05 Mean vs Median

Mean and median - what do they tell us?

So far, we know that both the mean and the median are ways of measuring the center of a distribution. Do we really need both then? Let’s see why both are important and how they tell us slightly different things.

The dot plot shows the weights of 30 cookies.

The mean weight is 20 grams (marked with a red triangle). The median weight is 20.5 grams (marked with a blue triangle). The mean tells us that if the weights of all cookies were distributed so that each one weighed the same, that weight would be 20 grams. We could also think of 20 grams as a balance point for the weights of all of the cookies in the set. The median tells us that half of the cookies weigh more than 20.5 grams and half weigh less than 20.5 grams. In this case, both the mean and the median could describe a typical cookie weight because they are fairly close to each other and to most of the data points.

But let’s look at another set of 30 cookies.

This has a mean weight of 18.5 gm. The median weight is 21 grams. Which one do we choose in this case? It does not seem like they are that close to each other. In this case, the median is closer to where most of the data points are clustered and is therefore a better measure of center for this distribution. That is, it is a better description of a typical cookie weight. The mean weight is pulled down by a handful of much smaller cookies (weighing between 8 to 11), so it is farther away from most data points. The median however is not affected by that since it takes into account an equal number of data points below and above it. So we have an equal number of data points (15) below and above the median of 21 grams.

In general, when a distribution is symmetrical or approximately symmetrical (like in the first case), the mean and median values are close. In such cases, both are good ways to describe the center of distribution.

But when a distribution is not roughly symmetrical (like in the second case), the two values tend to be farther apart. We usually tend to choose the median in such a case since it is less affected by the skewness. When there are a handful of extreme or unusual values (either smaller or bigger), the mean gets much more affected.

When to use mean and when to use median for center of distribution

Now that we know what mean and median are, the slight differences between the two and the corresponding measures of spread, which one should we use?

The decision mainly depends on two factors: The shape of the distribution The presence or absence of outliers Let’s look at why the two affect our decision one by one.

The shape of a distribution in describing mean and median

The shape of a distribution influences which summary measure is most appropriate for describing the center of a distribution for quantitative data. But what does it mean when we talk about the shape of a distribution? We have already seen dot plots looking different based on the data we have. Let’s look at a few of them and see what common shapes we can get and the cases in which we would use mean or median.

In the last case where data is symmetrical, we know that the mean and median have similar (if not equal) values. In such cases, any of the two would be a suitable value to take as the center of distribution.

But in the first and second case, the shapes are skewed to the left and right. Meaning that there are more data points to the right in left skewed and more data points in the left in the right skewed. So they are clearly not symmetrical. As we have already seen, such cases tend to have very different values for mean and median.

In the left skewed case, there are a lot more values to the right. If we find the mean and the median of this, the median will be somewhere in the right with the most values but the mean will be shifted more to the left since it is affected by the values to the left.

Location labeling listing.

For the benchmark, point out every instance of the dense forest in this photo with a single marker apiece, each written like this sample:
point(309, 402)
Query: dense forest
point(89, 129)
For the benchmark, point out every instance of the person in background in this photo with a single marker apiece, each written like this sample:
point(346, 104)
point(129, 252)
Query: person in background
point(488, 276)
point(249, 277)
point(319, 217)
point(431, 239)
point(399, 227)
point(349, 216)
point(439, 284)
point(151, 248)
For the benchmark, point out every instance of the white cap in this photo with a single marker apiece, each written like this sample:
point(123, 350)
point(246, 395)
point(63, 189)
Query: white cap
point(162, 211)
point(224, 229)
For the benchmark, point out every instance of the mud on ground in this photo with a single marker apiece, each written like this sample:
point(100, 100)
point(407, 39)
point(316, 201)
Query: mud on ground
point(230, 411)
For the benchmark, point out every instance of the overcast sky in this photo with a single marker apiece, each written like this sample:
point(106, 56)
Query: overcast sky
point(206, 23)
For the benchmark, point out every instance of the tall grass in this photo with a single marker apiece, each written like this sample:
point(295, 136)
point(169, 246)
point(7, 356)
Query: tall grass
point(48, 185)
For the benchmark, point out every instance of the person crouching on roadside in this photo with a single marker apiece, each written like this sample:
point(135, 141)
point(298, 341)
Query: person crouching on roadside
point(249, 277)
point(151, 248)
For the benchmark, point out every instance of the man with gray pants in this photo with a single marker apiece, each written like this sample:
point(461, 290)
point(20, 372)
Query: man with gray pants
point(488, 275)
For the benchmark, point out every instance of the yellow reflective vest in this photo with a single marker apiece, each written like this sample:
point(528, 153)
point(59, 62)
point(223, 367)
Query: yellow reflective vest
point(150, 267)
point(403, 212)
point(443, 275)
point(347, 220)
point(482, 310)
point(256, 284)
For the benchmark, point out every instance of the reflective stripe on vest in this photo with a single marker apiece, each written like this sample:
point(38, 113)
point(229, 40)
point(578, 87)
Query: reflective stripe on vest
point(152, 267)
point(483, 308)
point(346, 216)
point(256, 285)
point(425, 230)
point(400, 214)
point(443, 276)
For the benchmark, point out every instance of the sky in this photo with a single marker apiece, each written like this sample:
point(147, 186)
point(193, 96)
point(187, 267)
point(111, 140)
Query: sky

Tasks for this exercise.
**a)** Translate this sentence from the passage on mean and median into Spanish: "The median tells us that half of the cookies weigh more than 20.5 grams and half weigh less than 20.5 grams."
**b)** Update the passage on mean and median, starting with "In the last" and going on through "to the left.". Put "symmetric" in place of "symmetrical" everywhere it occurs.

Outputs for the tasks.
**a)** La mediana nos dice que la mitad de las galletas pesan más de 20.5 gramos y la mitad pesan menos de 20.5 gramos.

**b)**
In the last case where data is symmetric, we know that the mean and median have similar (if not equal) values. In such cases, any of the two would be a suitable value to take as the center of distribution.

But in the first and second case, the shapes are skewed to the left and right. Meaning that there are more data points to the right in left skewed and more data points in the left in the right skewed. So they are clearly not symmetric. As we have already seen, such cases tend to have very different values for mean and median.

In the left skewed case, there are a lot more values to the right. If we find the mean and the median of this, the median will be somewhere in the right with the most values but the mean will be shifted more to the left since it is affected by the values to the left.